» What is being asked
Below are the records; print them all without any alteration.

====== Exercise inputs ======

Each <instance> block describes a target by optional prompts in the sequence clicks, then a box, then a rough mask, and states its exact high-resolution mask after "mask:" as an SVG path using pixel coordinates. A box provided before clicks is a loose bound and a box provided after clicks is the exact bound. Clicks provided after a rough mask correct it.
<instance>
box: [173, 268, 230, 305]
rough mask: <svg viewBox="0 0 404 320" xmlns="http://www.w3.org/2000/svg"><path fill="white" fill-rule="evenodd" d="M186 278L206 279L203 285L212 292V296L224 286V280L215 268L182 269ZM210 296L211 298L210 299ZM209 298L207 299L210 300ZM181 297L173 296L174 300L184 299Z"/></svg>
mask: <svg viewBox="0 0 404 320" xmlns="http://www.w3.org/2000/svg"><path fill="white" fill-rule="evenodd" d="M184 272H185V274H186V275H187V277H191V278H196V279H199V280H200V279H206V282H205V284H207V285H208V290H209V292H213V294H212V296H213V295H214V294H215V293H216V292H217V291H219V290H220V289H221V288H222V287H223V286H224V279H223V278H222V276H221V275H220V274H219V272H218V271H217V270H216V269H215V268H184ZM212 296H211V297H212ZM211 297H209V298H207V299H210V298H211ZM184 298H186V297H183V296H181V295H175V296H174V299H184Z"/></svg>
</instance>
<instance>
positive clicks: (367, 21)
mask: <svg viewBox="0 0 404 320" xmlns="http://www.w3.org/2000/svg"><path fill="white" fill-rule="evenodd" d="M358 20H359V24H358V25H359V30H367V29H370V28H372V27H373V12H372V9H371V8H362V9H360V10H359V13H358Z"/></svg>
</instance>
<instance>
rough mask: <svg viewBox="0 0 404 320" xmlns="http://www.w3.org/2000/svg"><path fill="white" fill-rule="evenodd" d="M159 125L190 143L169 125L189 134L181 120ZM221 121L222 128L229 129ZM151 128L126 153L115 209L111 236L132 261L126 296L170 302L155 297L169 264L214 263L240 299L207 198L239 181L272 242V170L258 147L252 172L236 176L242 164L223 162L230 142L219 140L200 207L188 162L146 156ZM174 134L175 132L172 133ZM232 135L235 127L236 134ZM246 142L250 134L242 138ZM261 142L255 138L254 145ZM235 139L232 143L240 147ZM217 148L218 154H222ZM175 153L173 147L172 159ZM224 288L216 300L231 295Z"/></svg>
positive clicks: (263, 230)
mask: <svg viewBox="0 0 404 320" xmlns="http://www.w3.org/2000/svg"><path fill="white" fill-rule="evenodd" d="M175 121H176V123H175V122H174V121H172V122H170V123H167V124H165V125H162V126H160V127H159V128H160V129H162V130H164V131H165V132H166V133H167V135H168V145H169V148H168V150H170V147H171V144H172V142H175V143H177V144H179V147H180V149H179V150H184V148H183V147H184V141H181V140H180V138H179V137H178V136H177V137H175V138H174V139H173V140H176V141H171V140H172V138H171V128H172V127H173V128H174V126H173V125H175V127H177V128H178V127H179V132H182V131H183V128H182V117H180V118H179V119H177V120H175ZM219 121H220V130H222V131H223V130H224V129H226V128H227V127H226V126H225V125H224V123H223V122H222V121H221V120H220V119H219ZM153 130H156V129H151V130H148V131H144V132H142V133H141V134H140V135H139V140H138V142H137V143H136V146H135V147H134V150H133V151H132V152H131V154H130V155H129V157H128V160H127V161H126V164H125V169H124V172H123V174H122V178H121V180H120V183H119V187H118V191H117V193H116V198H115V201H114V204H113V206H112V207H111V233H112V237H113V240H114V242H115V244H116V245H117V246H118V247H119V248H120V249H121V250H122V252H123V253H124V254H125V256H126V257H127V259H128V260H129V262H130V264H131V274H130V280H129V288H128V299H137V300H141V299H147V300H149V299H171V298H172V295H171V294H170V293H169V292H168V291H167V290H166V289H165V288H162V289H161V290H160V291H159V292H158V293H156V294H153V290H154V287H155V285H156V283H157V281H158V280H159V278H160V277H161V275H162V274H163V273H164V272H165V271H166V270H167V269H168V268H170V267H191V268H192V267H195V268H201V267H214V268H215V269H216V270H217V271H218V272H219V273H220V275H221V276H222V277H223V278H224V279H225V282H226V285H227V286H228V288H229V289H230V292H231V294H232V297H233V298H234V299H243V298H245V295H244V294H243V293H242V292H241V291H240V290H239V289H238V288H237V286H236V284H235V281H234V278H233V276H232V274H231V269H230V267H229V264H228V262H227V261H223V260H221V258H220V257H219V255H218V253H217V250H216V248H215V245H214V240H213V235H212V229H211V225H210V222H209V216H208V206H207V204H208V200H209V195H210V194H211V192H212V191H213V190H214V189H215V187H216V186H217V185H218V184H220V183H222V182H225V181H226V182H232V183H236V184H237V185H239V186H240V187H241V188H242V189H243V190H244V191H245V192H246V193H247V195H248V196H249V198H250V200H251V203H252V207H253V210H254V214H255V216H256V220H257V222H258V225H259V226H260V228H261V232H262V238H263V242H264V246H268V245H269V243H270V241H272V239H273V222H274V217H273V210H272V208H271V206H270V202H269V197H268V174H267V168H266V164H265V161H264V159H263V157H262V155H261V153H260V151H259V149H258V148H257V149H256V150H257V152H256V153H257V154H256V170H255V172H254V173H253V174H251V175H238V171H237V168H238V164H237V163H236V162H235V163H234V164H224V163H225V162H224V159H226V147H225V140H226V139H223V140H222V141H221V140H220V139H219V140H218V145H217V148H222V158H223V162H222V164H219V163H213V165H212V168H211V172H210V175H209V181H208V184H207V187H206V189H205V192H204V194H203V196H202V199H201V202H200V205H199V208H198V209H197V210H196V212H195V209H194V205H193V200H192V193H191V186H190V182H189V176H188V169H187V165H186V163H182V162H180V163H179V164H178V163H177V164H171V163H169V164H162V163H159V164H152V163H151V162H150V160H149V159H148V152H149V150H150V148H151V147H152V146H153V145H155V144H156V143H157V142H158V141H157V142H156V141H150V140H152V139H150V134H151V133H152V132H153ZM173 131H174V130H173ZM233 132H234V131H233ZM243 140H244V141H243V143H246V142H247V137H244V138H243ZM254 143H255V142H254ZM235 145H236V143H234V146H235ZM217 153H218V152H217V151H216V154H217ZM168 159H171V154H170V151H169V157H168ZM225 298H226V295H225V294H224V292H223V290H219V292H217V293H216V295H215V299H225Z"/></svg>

======

» Worked solution
Each <instance> block describes a target by optional prompts in the sequence clicks, then a box, then a rough mask, and states its exact high-resolution mask after "mask:" as an SVG path using pixel coordinates. A box provided before clicks is a loose bound and a box provided after clicks is the exact bound. Clicks provided after a rough mask correct it.
<instance>
box: [173, 268, 230, 305]
rough mask: <svg viewBox="0 0 404 320" xmlns="http://www.w3.org/2000/svg"><path fill="white" fill-rule="evenodd" d="M186 278L206 279L203 285L212 292V296L224 286V280L215 268L182 269ZM210 296L211 298L210 299ZM209 298L207 299L210 300ZM181 297L173 296L174 300L184 299Z"/></svg>
mask: <svg viewBox="0 0 404 320" xmlns="http://www.w3.org/2000/svg"><path fill="white" fill-rule="evenodd" d="M184 272H185V274H186V275H187V277H191V278H196V279H199V280H200V279H206V282H205V284H207V285H208V290H209V292H213V294H212V296H213V295H214V294H215V293H216V292H217V291H219V290H220V289H221V288H222V287H223V286H224V279H223V278H222V276H221V275H220V274H219V272H218V271H217V270H216V269H215V268H184ZM212 296H211V297H212ZM211 297H209V298H207V299H210V298H211ZM184 298H186V297H183V296H181V295H175V296H174V299H184Z"/></svg>
</instance>
<instance>
positive clicks: (367, 21)
mask: <svg viewBox="0 0 404 320" xmlns="http://www.w3.org/2000/svg"><path fill="white" fill-rule="evenodd" d="M358 20H359V24H358V25H359V30H367V29H370V28H372V27H373V12H372V9H371V8H362V9H360V10H359V13H358Z"/></svg>
</instance>
<instance>
rough mask: <svg viewBox="0 0 404 320" xmlns="http://www.w3.org/2000/svg"><path fill="white" fill-rule="evenodd" d="M159 125L190 143L169 125L189 134L181 120ZM221 121L222 128L229 129ZM151 128L126 153L115 209L111 236L132 261L126 296L170 302L155 297L169 264L214 263L240 299L207 198L239 181L272 242V170L258 147L252 172L236 176L242 164L223 162L230 142L219 140L200 207L188 162L146 156ZM174 134L175 132L172 133ZM232 135L235 127L236 134ZM246 142L250 134L242 138ZM261 142L255 138L254 145ZM235 139L232 143L240 147ZM217 148L218 154H222ZM175 153L173 147L172 159ZM224 288L216 300L231 295Z"/></svg>
positive clicks: (263, 230)
mask: <svg viewBox="0 0 404 320" xmlns="http://www.w3.org/2000/svg"><path fill="white" fill-rule="evenodd" d="M175 121H176V123H175V122H174V121H172V122H170V123H167V124H165V125H162V126H160V127H159V128H160V129H162V130H164V131H165V132H166V133H167V135H168V145H169V148H168V150H170V147H171V144H172V142H175V143H177V144H179V147H180V149H179V150H184V148H183V147H184V141H181V140H180V138H179V137H178V136H177V137H175V138H174V139H173V140H176V141H171V140H172V138H171V128H172V127H173V128H174V126H173V125H175V127H177V128H178V127H179V132H182V131H183V128H182V117H180V118H179V119H177V120H175ZM219 121H220V130H222V131H223V130H224V129H226V128H227V127H226V126H225V125H224V123H223V122H222V121H221V120H220V119H219ZM153 130H156V129H151V130H148V131H144V132H142V133H141V134H140V135H139V140H138V142H137V143H136V146H135V147H134V150H133V151H132V152H131V154H130V155H129V157H128V160H127V161H126V164H125V169H124V172H123V174H122V178H121V180H120V183H119V187H118V191H117V193H116V198H115V201H114V204H113V206H112V207H111V233H112V237H113V240H114V242H115V244H116V245H117V246H118V247H119V248H120V249H121V250H122V252H123V253H124V254H125V256H126V257H127V259H128V260H129V262H130V264H131V274H130V280H129V288H128V299H137V300H141V299H147V300H149V299H171V298H172V295H171V294H170V293H169V292H168V291H167V290H166V289H165V288H162V289H161V290H160V291H159V292H158V293H156V294H153V290H154V287H155V285H156V283H157V281H158V280H159V278H160V277H161V275H162V274H163V273H164V272H165V271H166V270H167V269H168V268H170V267H191V268H192V267H195V268H201V267H214V268H215V269H216V270H217V271H218V272H219V273H220V275H221V276H222V277H223V278H224V279H225V282H226V285H227V286H228V288H229V289H230V292H231V294H232V297H233V298H234V299H243V298H245V295H244V294H243V293H242V292H241V291H240V290H239V289H238V288H237V286H236V284H235V281H234V278H233V276H232V274H231V269H230V267H229V264H228V262H227V261H223V260H221V258H220V257H219V255H218V253H217V250H216V248H215V245H214V240H213V235H212V229H211V225H210V222H209V216H208V206H207V204H208V200H209V195H210V194H211V192H212V191H213V190H214V189H215V187H216V186H217V185H218V184H220V183H222V182H225V181H226V182H232V183H236V184H237V185H239V186H240V187H241V188H242V189H243V190H244V191H245V192H246V193H247V195H248V196H249V198H250V200H251V203H252V207H253V210H254V214H255V216H256V220H257V222H258V225H259V226H260V228H261V232H262V238H263V242H264V246H268V245H269V243H270V241H272V239H273V222H274V217H273V210H272V208H271V206H270V202H269V197H268V174H267V168H266V164H265V161H264V159H263V157H262V155H261V153H260V151H259V149H258V148H257V149H256V150H257V152H256V153H257V154H256V170H255V172H254V173H253V174H251V175H238V171H237V168H238V164H237V163H236V162H235V163H234V164H224V163H225V162H224V159H226V147H225V140H226V139H223V140H222V141H221V140H220V139H219V140H218V145H217V148H222V158H223V162H222V164H219V163H213V165H212V168H211V172H210V175H209V181H208V184H207V187H206V189H205V192H204V194H203V196H202V199H201V202H200V205H199V208H198V209H197V210H196V212H195V209H194V205H193V200H192V193H191V186H190V182H189V176H188V169H187V165H186V163H182V162H180V163H179V164H178V163H177V164H171V163H169V164H162V163H159V164H152V163H151V162H150V160H149V159H148V152H149V150H150V148H151V147H152V146H153V145H155V144H156V143H157V142H158V141H157V142H156V141H150V140H152V139H150V134H151V133H152V132H153ZM173 131H174V130H173ZM233 132H234V131H233ZM243 140H244V141H243V143H246V142H247V137H244V138H243ZM254 143H255V142H254ZM235 145H236V143H234V146H235ZM217 153H218V152H217V151H216V154H217ZM168 159H171V154H170V151H169V157H168ZM225 298H226V295H225V294H224V292H223V290H219V292H217V293H216V295H215V299H225Z"/></svg>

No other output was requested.